Exercise instructions: Using the listing below, count the lines in which "hooded" appears; give the count alone.
# # # #
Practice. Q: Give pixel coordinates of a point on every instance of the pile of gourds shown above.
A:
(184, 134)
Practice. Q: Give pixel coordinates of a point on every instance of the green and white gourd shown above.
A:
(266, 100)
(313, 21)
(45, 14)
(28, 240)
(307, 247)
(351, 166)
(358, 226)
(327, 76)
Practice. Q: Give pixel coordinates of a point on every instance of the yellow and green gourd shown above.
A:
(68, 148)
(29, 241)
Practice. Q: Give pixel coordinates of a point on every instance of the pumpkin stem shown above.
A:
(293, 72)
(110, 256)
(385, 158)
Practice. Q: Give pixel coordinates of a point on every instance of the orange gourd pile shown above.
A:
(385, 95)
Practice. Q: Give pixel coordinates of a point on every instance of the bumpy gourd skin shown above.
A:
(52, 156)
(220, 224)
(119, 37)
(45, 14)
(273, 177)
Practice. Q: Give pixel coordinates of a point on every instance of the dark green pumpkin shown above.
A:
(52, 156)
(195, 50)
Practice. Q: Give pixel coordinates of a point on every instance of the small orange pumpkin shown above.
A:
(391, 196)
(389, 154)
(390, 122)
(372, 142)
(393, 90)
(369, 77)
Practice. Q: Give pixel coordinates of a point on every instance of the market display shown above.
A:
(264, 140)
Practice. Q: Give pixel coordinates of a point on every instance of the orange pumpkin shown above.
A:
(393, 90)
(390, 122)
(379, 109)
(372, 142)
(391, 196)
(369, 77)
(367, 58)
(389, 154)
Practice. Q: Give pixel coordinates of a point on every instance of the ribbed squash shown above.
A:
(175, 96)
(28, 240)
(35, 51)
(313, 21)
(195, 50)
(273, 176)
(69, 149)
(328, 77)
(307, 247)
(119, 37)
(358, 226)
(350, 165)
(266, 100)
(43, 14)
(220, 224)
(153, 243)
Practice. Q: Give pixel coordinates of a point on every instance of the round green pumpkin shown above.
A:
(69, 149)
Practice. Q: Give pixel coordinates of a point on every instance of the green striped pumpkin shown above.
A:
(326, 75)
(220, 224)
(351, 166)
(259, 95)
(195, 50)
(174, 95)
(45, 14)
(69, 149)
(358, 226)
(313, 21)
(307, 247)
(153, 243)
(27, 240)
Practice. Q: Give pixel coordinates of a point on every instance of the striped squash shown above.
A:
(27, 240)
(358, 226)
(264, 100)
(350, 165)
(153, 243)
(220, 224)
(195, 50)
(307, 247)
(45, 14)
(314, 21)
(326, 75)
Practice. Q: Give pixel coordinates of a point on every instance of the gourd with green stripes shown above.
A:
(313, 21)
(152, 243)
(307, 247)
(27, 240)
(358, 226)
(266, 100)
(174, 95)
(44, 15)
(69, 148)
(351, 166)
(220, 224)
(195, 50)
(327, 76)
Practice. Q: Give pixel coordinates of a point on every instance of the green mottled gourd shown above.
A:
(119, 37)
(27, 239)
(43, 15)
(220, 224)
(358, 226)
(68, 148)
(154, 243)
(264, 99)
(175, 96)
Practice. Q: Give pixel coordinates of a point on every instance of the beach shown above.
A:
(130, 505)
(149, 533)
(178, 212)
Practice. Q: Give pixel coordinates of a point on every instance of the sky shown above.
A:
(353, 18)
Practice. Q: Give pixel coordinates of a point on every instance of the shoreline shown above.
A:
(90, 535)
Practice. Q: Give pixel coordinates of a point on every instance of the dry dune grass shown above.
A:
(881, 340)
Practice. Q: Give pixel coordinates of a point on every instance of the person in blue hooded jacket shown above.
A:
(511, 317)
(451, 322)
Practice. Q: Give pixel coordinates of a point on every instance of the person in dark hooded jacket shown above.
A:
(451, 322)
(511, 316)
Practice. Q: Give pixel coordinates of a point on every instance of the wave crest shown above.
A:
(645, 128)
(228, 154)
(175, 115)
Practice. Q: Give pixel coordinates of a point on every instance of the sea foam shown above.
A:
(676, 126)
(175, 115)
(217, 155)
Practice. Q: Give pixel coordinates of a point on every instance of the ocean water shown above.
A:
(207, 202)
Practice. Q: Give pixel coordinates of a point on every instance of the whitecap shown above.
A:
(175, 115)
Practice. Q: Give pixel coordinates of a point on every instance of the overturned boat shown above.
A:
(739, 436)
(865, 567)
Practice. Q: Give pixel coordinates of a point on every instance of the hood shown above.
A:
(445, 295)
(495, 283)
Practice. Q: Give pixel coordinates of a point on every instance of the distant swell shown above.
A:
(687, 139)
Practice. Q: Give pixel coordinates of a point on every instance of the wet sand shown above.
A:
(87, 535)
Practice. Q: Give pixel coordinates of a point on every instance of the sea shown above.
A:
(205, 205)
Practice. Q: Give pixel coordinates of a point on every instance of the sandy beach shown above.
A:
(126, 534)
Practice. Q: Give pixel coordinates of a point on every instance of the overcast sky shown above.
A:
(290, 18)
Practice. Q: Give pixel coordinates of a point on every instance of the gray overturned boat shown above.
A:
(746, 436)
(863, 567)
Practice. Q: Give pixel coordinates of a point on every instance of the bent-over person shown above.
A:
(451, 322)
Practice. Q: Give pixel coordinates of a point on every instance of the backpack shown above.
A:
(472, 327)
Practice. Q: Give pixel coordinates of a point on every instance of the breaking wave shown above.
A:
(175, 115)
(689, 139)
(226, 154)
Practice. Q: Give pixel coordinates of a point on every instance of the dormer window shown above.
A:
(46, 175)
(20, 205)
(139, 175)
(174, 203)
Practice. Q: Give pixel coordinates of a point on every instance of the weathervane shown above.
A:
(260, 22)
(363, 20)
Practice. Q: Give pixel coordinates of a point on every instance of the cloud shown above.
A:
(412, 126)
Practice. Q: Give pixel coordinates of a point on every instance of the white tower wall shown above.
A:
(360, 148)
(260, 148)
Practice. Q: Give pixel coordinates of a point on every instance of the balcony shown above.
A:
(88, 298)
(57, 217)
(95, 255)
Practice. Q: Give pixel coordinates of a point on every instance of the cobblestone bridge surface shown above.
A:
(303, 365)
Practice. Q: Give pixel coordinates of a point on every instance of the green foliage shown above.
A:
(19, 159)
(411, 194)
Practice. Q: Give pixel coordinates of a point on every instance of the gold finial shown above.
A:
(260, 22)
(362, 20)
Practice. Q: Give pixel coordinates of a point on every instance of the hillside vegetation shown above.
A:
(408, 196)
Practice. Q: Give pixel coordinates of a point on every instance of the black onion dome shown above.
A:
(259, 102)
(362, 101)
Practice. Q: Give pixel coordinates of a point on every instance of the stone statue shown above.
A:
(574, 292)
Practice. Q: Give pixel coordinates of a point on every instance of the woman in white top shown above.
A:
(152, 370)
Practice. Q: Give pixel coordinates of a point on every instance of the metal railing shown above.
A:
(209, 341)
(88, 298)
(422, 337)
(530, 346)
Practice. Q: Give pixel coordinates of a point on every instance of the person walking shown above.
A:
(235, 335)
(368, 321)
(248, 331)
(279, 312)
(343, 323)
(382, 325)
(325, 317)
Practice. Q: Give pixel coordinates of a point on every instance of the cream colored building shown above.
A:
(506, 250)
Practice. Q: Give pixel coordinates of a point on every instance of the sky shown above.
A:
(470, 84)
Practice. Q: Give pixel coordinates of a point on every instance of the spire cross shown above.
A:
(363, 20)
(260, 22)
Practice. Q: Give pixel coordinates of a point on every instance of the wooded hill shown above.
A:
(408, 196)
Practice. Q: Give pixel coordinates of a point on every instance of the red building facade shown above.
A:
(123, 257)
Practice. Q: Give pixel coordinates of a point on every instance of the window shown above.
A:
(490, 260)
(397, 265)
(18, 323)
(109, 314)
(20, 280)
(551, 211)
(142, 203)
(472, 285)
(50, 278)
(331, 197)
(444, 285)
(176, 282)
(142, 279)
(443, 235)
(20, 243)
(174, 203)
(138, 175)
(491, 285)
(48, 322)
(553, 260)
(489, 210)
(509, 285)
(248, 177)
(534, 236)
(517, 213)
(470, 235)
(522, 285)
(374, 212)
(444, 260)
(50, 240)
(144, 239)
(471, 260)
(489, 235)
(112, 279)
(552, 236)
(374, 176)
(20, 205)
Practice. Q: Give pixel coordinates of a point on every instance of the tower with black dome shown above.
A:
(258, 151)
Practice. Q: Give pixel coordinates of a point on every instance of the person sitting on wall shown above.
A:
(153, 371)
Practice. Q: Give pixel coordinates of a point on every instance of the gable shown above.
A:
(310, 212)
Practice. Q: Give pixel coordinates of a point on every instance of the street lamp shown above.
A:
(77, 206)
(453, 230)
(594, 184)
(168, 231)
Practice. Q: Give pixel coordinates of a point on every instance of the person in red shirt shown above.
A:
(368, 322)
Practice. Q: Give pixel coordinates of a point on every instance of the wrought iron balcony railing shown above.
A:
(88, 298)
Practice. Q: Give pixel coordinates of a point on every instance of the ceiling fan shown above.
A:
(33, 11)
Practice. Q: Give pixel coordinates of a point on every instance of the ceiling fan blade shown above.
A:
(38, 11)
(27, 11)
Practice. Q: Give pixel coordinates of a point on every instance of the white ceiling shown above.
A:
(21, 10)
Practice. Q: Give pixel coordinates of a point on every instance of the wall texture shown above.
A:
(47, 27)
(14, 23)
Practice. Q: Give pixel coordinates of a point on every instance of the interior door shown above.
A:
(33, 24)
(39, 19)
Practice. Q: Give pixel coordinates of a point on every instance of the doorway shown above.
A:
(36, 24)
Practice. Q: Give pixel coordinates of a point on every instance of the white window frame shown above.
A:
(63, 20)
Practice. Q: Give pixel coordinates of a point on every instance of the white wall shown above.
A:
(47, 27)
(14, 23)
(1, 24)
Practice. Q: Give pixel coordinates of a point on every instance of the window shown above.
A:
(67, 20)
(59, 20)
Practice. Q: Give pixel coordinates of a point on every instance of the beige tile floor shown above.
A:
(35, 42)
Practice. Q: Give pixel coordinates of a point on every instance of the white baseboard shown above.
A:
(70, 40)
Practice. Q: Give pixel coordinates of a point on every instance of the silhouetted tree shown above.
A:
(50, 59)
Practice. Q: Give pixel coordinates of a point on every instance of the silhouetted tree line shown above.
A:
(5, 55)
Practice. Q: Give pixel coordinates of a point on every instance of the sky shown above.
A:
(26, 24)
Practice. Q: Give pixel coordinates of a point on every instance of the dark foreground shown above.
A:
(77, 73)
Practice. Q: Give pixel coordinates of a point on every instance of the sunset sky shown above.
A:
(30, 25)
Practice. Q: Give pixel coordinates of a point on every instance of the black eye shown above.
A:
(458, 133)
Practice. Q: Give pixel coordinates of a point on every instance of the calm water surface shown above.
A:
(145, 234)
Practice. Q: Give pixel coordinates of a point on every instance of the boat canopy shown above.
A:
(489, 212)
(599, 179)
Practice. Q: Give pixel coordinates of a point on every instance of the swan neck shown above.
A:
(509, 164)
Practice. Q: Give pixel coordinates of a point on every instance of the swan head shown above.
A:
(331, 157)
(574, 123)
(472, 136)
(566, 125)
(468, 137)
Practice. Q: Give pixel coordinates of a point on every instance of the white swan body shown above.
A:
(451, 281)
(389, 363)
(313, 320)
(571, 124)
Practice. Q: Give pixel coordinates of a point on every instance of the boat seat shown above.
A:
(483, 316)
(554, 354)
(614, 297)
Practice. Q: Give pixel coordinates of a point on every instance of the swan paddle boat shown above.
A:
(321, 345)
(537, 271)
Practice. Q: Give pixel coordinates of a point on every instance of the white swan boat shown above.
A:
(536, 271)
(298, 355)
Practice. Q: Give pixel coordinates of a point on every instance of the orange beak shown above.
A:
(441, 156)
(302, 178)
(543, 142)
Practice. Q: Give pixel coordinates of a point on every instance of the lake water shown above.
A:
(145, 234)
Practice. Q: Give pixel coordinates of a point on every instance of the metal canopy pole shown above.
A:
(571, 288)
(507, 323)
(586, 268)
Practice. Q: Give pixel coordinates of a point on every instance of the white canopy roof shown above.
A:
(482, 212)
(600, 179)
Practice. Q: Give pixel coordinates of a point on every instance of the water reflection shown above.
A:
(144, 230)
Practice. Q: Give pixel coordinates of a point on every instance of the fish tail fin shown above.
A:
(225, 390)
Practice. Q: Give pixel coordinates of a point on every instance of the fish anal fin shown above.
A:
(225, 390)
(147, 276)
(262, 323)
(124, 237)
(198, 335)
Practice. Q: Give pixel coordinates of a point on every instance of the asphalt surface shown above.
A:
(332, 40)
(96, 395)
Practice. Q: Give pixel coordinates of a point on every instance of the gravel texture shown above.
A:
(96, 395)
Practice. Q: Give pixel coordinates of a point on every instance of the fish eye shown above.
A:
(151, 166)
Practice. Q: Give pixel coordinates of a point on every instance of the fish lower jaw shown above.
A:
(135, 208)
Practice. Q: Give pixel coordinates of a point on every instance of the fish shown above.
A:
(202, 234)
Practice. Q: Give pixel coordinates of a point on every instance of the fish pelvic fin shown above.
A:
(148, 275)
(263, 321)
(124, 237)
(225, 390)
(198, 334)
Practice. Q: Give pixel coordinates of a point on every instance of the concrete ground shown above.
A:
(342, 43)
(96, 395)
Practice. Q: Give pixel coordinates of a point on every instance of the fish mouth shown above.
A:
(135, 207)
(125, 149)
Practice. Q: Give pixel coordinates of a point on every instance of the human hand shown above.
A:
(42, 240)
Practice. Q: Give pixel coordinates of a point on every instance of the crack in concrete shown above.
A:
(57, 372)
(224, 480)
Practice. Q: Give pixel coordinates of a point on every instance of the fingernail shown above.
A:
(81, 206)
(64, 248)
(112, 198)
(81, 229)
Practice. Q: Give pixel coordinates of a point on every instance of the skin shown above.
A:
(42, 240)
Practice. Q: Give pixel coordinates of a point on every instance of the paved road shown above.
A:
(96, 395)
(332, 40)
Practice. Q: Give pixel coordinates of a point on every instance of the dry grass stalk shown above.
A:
# # # #
Answer: 2